[Saved entries]
————
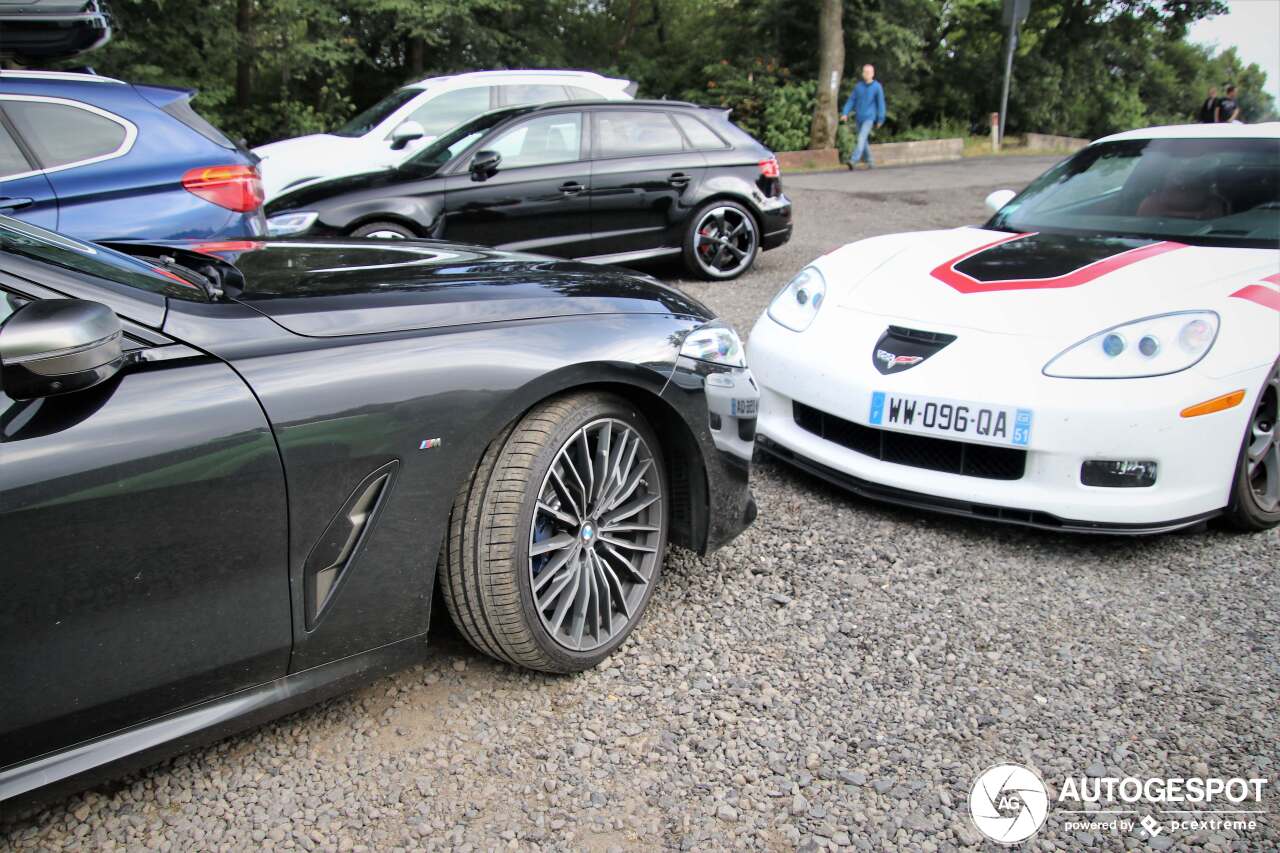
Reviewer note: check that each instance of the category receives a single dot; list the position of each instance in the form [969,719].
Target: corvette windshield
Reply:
[1217,192]
[36,243]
————
▸ The task
Set the records down again exactly, with no pictures.

▸ Solved exercise
Reviewer note: check that each instance of the category receives a single dot; list the position of each instance in the form [969,719].
Target: corvette windshield
Reply:
[1217,192]
[36,243]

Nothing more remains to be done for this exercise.